> **Entries shown**
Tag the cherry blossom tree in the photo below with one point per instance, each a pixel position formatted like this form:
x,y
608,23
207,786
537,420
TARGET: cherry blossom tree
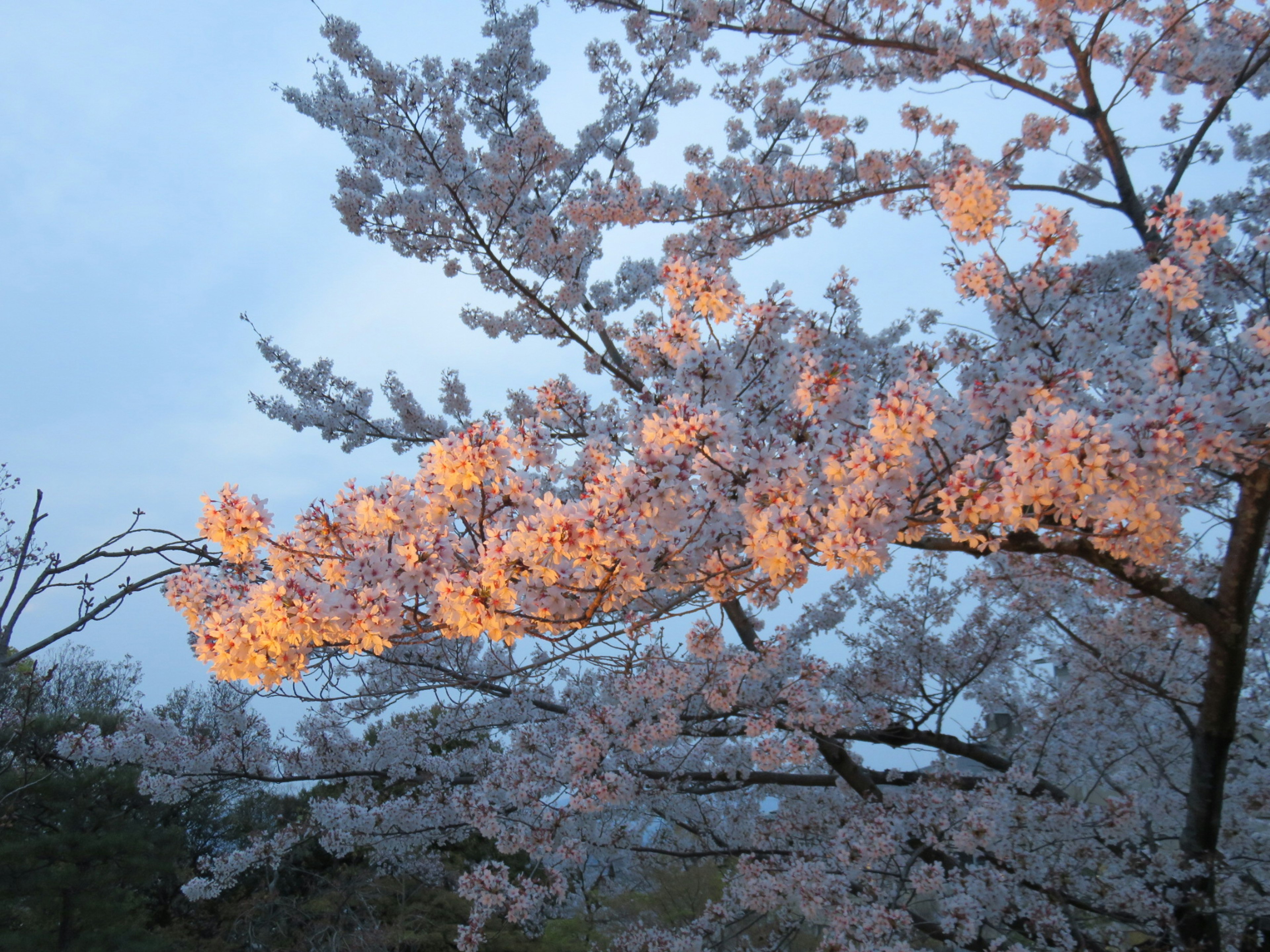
x,y
98,580
1079,491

> **Directions**
Would you copy out the material above exactly, without the pictures in it?

> **Solution to the exercise**
Tag the cherry blossom tree in the photo below with one point per instance, each a pixel position formatted like this form:
x,y
608,23
207,786
537,420
TARGET: cherry blossom tree
x,y
98,580
1079,491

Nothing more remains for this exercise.